**What is being asked:** The answer is the set of lines that include "stair", copied from the data below.

START Exercise input

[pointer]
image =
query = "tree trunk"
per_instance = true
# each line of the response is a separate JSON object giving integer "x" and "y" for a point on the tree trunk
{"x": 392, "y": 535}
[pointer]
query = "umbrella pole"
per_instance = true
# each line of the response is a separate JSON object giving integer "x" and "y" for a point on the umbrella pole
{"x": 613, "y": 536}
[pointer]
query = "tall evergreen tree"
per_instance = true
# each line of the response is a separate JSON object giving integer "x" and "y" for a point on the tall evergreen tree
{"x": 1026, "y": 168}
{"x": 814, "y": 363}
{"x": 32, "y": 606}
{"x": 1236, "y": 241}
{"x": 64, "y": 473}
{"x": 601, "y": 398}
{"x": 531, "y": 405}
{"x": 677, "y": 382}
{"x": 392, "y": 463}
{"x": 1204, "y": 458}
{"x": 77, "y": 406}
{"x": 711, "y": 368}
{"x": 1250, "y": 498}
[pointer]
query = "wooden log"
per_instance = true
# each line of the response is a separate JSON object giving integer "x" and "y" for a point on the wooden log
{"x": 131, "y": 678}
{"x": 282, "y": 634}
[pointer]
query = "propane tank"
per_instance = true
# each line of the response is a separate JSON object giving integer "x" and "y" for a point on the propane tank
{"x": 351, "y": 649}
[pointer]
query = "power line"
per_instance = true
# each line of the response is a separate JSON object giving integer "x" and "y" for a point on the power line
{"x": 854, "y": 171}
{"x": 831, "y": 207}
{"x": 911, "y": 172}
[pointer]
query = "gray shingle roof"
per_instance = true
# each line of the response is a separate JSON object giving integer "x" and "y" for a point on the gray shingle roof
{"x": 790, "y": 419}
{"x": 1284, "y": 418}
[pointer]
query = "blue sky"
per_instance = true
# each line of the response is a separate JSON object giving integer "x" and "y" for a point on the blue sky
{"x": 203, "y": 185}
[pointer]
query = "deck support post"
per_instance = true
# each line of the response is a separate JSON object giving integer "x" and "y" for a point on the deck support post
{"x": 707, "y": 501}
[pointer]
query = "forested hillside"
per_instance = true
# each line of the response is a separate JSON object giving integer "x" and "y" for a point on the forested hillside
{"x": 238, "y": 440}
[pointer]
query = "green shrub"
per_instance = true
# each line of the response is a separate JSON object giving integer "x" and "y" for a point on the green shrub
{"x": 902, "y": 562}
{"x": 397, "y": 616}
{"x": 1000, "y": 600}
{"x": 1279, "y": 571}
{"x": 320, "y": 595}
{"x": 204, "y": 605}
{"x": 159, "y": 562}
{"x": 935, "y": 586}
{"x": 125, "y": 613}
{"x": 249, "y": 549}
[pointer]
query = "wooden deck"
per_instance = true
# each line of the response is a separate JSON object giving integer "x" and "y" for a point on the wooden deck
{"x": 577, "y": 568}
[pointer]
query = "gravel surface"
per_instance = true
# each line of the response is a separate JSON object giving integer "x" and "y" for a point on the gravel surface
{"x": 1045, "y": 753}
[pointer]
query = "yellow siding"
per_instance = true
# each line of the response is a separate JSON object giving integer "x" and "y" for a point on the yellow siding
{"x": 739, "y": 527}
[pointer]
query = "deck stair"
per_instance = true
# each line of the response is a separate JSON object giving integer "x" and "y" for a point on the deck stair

END Exercise input

**The answer:**
query = "deck stair"
# each line of the response is a separate JSON object giving integer "x" and "y" for a point on the deck stair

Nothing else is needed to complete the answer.